» **Task requirements**
**1.** In the notes on Kafka and the alert system, what kind of database is used as the alert store?
**2.** Summarize the notes on Kafka and the alert system in two sentences.
**3.** Carry on the notes on Kafka and the alert system from the point where they stop.

» **Passage given**
Advantages of Using Kafka

  • Reliability and Scalability:
    • Kafka provides a highly reliable and scalable distributed messaging platform.
  • Decoupling Services:
    • Decouples data collection from data processing services.
  • Data Retention:
    • Prevents data loss by retaining data in Kafka when the database is unavailable.

Scaling the System with Kafka

  • Partition Configuration:
    • Configure the number of Kafka partitions based on throughput requirements.
  • Data Partitioning:
    • Partition metrics data by metric names.
    • Further partition metrics data with tags/labels for finer granularity.
  • Prioritization:
    • Categorize and prioritize metrics to ensure important metrics are processed first.

Zoom in: Alert System

  1. Load Config Files to Cache Servers

    • Config Format: Rules defined as config files, typically in YAML format.
    • Purpose: Cache servers hold the configuration files for quick access.
  2. Fetch Configs from Cache

    • Component: Alert manager retrieves alert configurations from the cache.
  3. Evaluate Alerts

    • Process:
      • Alert manager queries the service at predefined intervals based on config rules.
      • If a value violates the threshold, an alert event is created.
    • Responsibilities of Alert Manager:
      • Filter, Merge, and Dedupe Alerts: Consolidates multiple alerts to avoid duplicates.
      • Access Control: Restricts alert management operations to authorized individuals to prevent human error and enhance security.
      • Retry Mechanism: Ensures notifications are sent at least once by checking alert states.
  4. Store Alert States

    • Component: Alert store (key-value database such as Cassandra).
    • Function: Keeps the state of all alerts (inactive, pending, firing, resolved).
  5. Insert Alerts into Kafka

    • Action: Eligible alerts are inserted into Kafka for further processing.
  6. Pull Alert Events from Kafka

    • Component: Alert consumers pull alert events from Kafka.
  7. Process and Send Notifications

    • Component: Alert consumers process the pulled alert events.

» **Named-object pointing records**
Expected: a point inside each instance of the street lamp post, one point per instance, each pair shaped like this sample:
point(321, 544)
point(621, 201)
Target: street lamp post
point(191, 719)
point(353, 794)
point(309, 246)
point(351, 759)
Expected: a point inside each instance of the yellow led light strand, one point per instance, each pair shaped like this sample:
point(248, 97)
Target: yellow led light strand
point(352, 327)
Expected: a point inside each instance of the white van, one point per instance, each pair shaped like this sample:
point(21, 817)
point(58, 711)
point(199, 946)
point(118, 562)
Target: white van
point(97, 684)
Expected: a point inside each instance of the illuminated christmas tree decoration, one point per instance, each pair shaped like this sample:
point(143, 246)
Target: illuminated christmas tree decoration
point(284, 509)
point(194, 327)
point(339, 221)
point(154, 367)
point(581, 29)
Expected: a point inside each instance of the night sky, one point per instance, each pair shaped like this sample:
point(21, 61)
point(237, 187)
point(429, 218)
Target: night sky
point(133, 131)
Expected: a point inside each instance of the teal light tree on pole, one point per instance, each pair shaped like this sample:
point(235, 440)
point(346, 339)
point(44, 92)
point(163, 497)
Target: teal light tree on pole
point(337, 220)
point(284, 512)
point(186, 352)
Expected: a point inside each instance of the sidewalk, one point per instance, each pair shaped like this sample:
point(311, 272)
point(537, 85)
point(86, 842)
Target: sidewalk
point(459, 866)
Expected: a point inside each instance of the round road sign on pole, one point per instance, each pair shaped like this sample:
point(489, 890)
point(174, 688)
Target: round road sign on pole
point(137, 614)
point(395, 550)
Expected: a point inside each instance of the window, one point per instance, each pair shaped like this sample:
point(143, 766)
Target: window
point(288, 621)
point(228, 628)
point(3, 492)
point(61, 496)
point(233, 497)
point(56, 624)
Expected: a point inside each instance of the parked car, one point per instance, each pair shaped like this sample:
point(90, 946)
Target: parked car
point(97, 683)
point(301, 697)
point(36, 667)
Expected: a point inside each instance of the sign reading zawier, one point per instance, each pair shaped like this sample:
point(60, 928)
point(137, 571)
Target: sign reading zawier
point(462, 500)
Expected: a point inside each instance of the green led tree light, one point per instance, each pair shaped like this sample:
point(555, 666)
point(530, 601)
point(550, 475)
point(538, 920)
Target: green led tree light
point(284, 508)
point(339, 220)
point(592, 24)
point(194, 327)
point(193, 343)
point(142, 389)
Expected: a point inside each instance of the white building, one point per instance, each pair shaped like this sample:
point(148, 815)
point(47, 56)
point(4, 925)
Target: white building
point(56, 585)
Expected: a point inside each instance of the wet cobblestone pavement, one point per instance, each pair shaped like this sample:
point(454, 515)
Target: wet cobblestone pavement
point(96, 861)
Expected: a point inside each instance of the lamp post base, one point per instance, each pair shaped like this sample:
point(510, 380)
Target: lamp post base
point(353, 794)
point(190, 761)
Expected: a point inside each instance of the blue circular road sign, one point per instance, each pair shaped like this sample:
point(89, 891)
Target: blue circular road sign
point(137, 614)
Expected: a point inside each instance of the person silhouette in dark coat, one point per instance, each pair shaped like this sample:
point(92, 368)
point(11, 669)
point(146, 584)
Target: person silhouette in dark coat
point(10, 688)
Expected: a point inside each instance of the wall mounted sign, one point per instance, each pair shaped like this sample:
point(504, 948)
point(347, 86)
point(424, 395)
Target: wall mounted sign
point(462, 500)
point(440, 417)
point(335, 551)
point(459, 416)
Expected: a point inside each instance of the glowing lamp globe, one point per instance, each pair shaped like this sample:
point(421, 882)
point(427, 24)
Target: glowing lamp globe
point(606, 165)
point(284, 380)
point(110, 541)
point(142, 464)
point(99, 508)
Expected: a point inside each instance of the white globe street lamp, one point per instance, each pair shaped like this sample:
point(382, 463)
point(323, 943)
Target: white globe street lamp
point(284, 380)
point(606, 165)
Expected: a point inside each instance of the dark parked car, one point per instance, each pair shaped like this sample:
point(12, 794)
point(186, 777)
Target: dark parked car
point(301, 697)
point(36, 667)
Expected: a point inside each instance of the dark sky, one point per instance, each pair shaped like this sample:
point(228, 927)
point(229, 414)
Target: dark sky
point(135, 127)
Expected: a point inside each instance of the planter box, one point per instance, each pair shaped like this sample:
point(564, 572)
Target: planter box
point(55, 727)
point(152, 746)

» **Responses for each task**
**1.** A key-value database such as Cassandra.

**2.** Kafka gives a reliable, scalable messaging platform that separates data collection from data processing and keeps data when the database is unavailable, and the system scales by setting the number of partitions, splitting metrics by name and tags, and processing important metrics first. In the alert system, the alert manager gets rule configs from cache servers, checks them at set intervals, keeps alert states in an alert store, and puts eligible alerts into Kafka for alert consumers to pull, process and send as notifications.

**3.**
    • Notification Channels: Sends notifications via different channels such as:
      • Email
      • Text message
      • PagerDuty
      • HTTP endpoints

Data Model

  • Time Series: Metrics data is recorded as a time series, with each series uniquely identified by its name and optional labels.
  • Write Load: Heavy and constant, with around 10 million data points written per day.
  • Read Load: Spiky, driven by visualization and alerting services.

Data Storage System

  • Requirements:

    • High performance for heavy write loads.
    • Efficient handling of spiky read loads.
    • Support for time-series operations like moving averages and rolling time windows.
    • Tagging/labeling data with efficient indexing.
  • Challenges with General-Purpose Databases:

    • Relational Databases: Require expert-level tuning, not optimized for time-series operations, and struggle under heavy write loads.
    • NoSQL Databases: Require deep knowledge for scalable schema design, making industrial-scale time-series databases a more attractive option.
  • Recommended Time-Series Databases:

    • OpenTSDB: Distributed, based on Hadoop/HBase, adds complexity.
    • MetricsDB (Twitter): Used internally by Twitter.
    • Amazon Timestream: AWS’s time-series database service.
    • InfluxDB: Popular for its high performance, ease of use, in-memory caching, and on-disk storage.
    • Prometheus: Widely used, supports real-time analysis, in-memory caching, and durable on-disk storage.

Metrics Data Collection Methods

Pull Model

  • Mechanism:

    • Dedicated metric collectors pull metrics from running applications periodically.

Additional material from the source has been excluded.